= Texte fourni =
- - -
Comme beaucoup d’autres, Anaïs, 19 ans, vit avec ses deux enfants, l’un âgé d’un an et demi, et l’autre de 3 ans. La tristesse et l’angoisse sur son visage ne laissent pas insensible. Comme si les malheurs qu’elle a connus jusqu’ici n’étaient pas suffisants, elle a aujourd’hui le sentiment, avec cet ordre d’évacuation, que le ciel lui tombe sur la tête. Sans emploi, elle touche une allocation sociale pour ses enfants. C’est avec cet argent que la petite famille essaie de se débrouiller. Depuis que le père de ses enfants est parti, elle se retrouve seule à s’occuper de la famille, une tâche bien lourde pour ses frêles épaules mais contre laquelle elle se débat au quotidien. Ça fait un peu moins d’un an qu’elle s’est installée ici.«Je n’avais pas de toit et nulle part où aller. J’ai entendu dire qu’il y a de la place ici et je suis venue. J’ai eu quelques feuilles de tôle et quelques morceaux de bois ici et là, et j’ai pu me construire cette petite maison», confie la jeune femme. Autour d’elle, des dizaines de petites maisonnettes entassées les unes à côté des autres, où les gens vivent avec le strict minimum ou presque rien, sans eau ni électricité. 

 

Dormir le ventre à moitié rempli

 

Un meuble, une télé et un lit, voilà tout ce que possède Anaïs. Pour manger, la jeune femme se débrouille comme elle peut pour nourrir ses enfants, quitte à dormir quelques fois le ventre à moitié rempli. Une vie difficile et compliquée qui se gâte davantage avec la menace qui pèse aujourd’hui sur la tête de certains squatters, dont sa famille. Si Anaïs dit avoir contacté la National Empowerment Foundation (NEF) pour trouver de l’aide, elle ignore encore aujourd’hui vers qui elle se tournera si les autorités se décident à démolir sa maison. Inquiète, elle ne sait plus vers qui se tourner pour sortir de cette impasse et garantir à ses deux enfants des jours plus sereins.
- - -
= Données =
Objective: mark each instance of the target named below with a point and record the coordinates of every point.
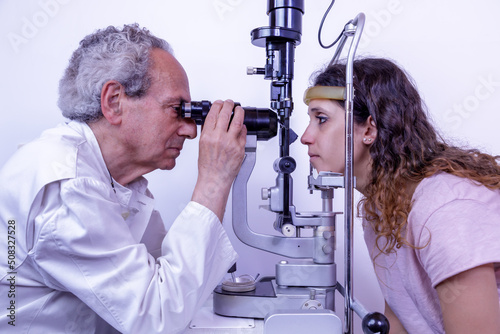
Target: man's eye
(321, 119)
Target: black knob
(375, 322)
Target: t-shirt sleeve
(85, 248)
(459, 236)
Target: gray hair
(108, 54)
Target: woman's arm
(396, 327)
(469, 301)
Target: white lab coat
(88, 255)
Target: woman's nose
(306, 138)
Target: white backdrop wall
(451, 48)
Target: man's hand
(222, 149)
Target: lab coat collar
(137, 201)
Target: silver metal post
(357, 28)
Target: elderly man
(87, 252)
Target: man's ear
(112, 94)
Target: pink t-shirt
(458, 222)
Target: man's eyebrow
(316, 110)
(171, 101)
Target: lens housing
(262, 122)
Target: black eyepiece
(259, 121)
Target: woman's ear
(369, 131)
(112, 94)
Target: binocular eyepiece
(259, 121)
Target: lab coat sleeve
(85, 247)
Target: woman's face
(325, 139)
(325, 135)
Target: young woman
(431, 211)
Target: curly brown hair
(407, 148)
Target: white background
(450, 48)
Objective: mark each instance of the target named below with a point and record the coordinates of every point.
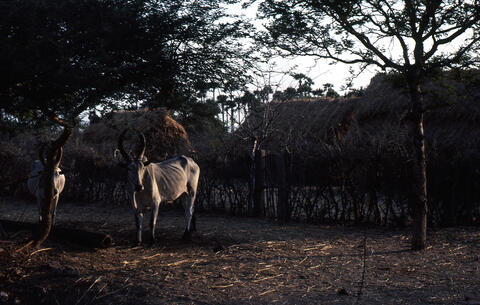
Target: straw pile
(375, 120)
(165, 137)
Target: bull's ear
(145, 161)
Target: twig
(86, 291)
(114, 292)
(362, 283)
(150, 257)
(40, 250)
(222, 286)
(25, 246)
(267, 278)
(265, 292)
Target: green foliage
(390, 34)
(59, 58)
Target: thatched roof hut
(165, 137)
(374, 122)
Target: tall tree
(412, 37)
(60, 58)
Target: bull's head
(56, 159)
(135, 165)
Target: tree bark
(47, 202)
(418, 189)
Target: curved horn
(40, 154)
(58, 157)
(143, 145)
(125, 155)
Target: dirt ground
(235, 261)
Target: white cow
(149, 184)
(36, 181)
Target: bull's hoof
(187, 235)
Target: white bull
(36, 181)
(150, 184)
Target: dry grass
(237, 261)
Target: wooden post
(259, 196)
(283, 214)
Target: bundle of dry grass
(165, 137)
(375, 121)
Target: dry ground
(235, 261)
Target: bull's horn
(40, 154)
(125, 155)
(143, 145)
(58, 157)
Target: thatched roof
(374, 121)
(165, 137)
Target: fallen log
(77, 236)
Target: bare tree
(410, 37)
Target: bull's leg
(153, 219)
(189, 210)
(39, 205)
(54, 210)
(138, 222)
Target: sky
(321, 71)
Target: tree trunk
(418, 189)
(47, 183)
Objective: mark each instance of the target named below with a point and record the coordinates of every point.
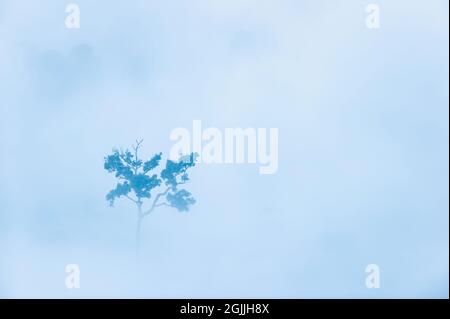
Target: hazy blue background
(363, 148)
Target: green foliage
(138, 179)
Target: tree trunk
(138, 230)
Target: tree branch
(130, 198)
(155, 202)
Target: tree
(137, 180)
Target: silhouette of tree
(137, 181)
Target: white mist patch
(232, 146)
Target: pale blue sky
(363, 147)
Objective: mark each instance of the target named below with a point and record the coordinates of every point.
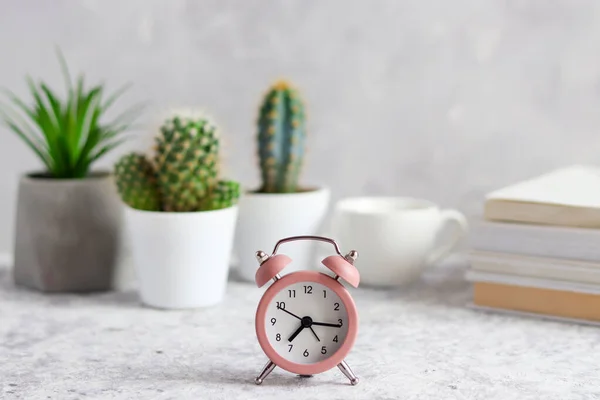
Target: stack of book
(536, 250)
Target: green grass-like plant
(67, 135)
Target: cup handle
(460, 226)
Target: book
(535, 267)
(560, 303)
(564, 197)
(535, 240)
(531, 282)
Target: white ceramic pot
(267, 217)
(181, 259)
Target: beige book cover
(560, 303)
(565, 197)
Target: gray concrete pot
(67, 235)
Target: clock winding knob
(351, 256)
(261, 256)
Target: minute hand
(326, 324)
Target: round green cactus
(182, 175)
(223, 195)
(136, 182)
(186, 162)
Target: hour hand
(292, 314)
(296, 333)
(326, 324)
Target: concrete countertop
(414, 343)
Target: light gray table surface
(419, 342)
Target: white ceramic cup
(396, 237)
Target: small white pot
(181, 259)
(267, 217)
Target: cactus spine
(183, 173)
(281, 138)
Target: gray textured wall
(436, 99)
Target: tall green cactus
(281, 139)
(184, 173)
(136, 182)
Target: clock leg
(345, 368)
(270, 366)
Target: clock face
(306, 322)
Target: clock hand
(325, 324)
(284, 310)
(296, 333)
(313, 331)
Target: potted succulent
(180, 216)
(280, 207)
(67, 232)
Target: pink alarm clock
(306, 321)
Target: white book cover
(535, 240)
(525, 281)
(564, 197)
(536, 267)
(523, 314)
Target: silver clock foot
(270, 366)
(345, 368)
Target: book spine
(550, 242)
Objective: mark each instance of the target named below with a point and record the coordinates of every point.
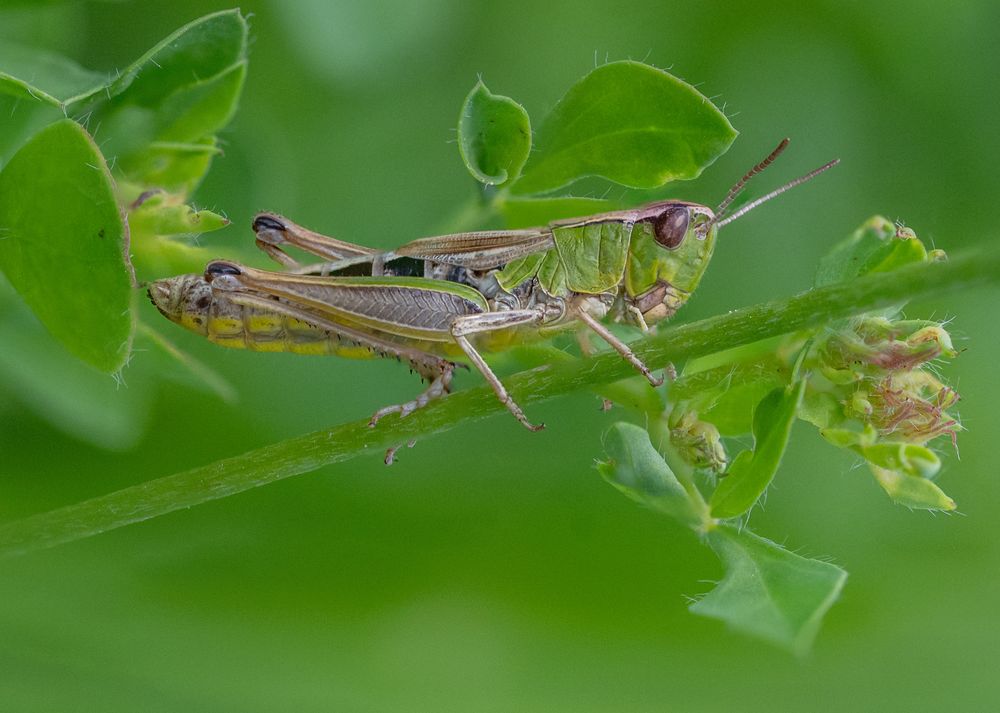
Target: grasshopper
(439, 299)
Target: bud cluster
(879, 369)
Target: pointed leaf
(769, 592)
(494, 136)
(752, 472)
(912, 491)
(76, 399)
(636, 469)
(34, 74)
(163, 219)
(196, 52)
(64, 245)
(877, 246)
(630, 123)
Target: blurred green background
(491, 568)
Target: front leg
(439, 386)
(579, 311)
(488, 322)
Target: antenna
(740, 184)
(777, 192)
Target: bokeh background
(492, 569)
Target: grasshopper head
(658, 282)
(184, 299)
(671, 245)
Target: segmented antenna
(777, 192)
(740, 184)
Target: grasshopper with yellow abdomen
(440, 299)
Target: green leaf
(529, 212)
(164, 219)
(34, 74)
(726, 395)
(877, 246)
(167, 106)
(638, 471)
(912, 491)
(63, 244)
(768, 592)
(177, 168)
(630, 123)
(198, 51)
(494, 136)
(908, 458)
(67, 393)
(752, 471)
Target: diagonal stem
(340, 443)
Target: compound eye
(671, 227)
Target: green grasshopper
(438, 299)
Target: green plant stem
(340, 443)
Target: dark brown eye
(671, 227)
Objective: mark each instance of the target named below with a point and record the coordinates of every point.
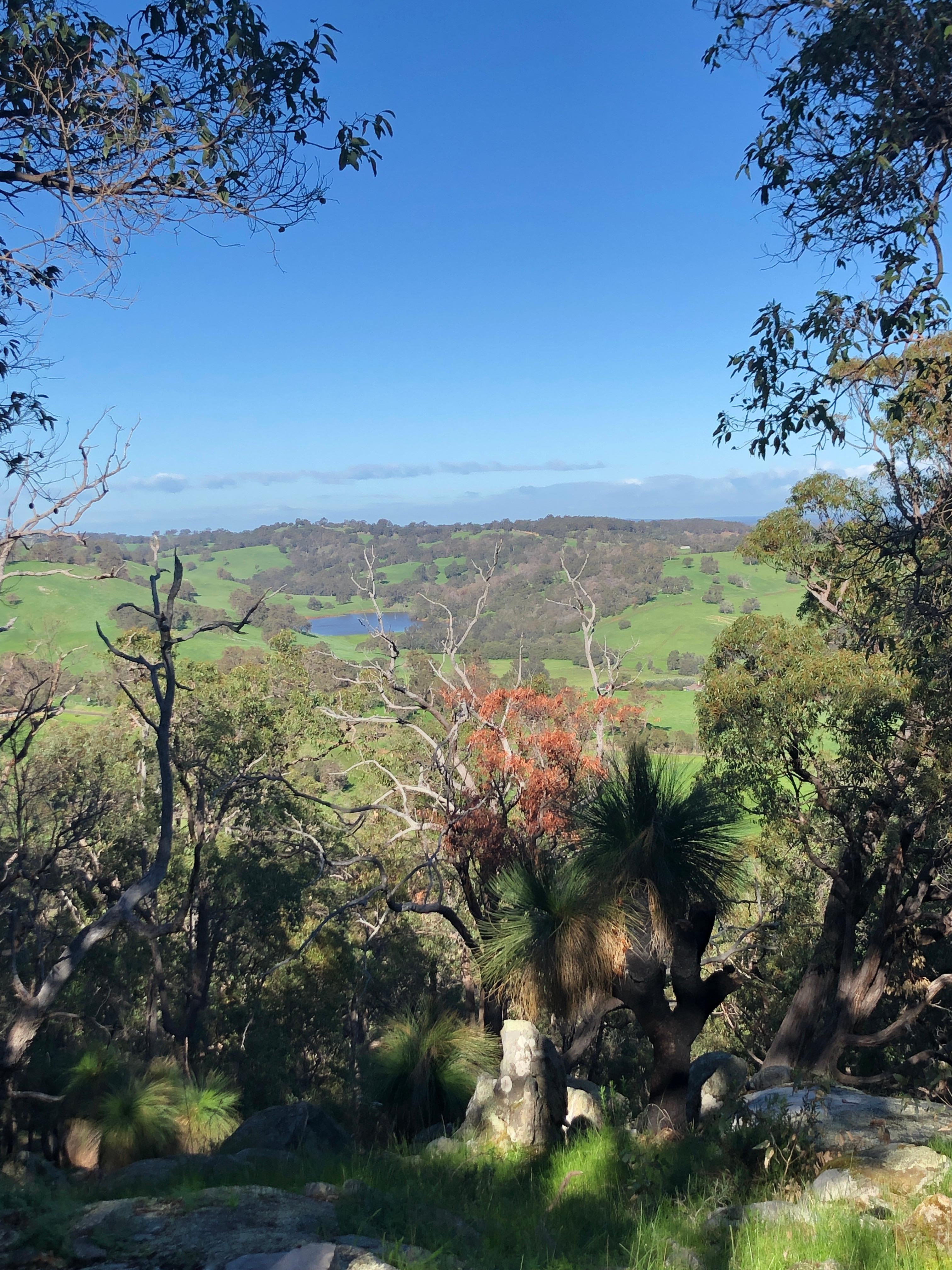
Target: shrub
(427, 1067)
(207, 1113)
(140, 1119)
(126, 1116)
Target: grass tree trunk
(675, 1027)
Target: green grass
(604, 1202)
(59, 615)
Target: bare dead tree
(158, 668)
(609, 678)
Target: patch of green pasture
- - -
= Travail à faire =
1. Extrayez du texte sur Anaïs le passage qui va de "Dormir le ventre" à "jours plus sereins.".
2. Répondez brièvement à ces questions sur le texte sur Anaïs.
(a) Quel âge a Anaïs ?
(b) Avec quels matériaux a-t-elle construit sa maison ?
(c) Quel organisme dit-elle avoir contacté pour obtenir de l'aide ?
3. Poursuivez le texte sur Anaïs à partir de sa dernière phrase.

= Réponses finales =
1.
Dormir le ventre à moitié rempli

 

Un meuble, une télé et un lit, voilà tout ce que possède Anaïs. Pour manger, la jeune femme se débrouille comme elle peut pour nourrir ses enfants, quitte à dormir quelques fois le ventre à moitié rempli. Une vie difficile et compliquée qui se gâte davantage avec la menace qui pèse aujourd’hui sur la tête de certains squatters, dont sa famille. Si Anaïs dit avoir contacté la National Empowerment Foundation (NEF) pour trouver de l’aide, elle ignore encore aujourd’hui vers qui elle se tournera si les autorités se décident à démolir sa maison. Inquiète, elle ne sait plus vers qui se tourner pour sortir de cette impasse et garantir à ses deux enfants des jours plus sereins.

2.
(a) Elle a 19 ans.
(b) Avec quelques feuilles de tôle et quelques morceaux de bois.
(c) La National Empowerment Foundation (NEF).

3.
Si jeune et pourtant submergée par une dure réalité. Mère-ado, Tonia Claire, son bébé de trois mois dans les bras, a du mal à réaliser ce qui vient de lui tomber sur la tête. La lettre d’évacuation qui lui a été remise par les autorités il y a quelques jours a eu l’effet d’une bombe. À 16 ans, elle se demande aujourd’hui de quoi son avenir et celui de son enfant seront faits. Avec son compagnon, un casseur de roches, ils sont venus s’installer sur le flanc de la montagne il y a deux mois seulement et n’imaginaient pas devoir faire face à une telle éventualité. Comme ils ne savaient pas où aller, ils ont monté cette petite bicoque avec les moyens du bord. Aujourd’hui, tout est remis en question.

 

Christiane Momus fait elle aussi partie de ces familles qui doivent évacuer les lieux. À 25 ans, elle est déjà maman de trois enfants âgés entre 3 et 7 ans. Sans aucune source de revenu, elle dépend uniquement de l’aide de sa maman, qui vit elle aussi dans le camp des squatters mais qui n’est pas menacée par cette éviction, et du père d’un de ses enfants lorsqu’il le veut bien. Malgré son jeune âge, Christiane semble aujourd’hui être actrice de sa propre existence et se complaire dans cette situation.  Si elle n’a pas de job, dit-elle, c’est qu’il y a une raison : «Je ne travaille pas parce que j’ai des douleurs aux reins. Le médecin m’a déconseillé de travailler.»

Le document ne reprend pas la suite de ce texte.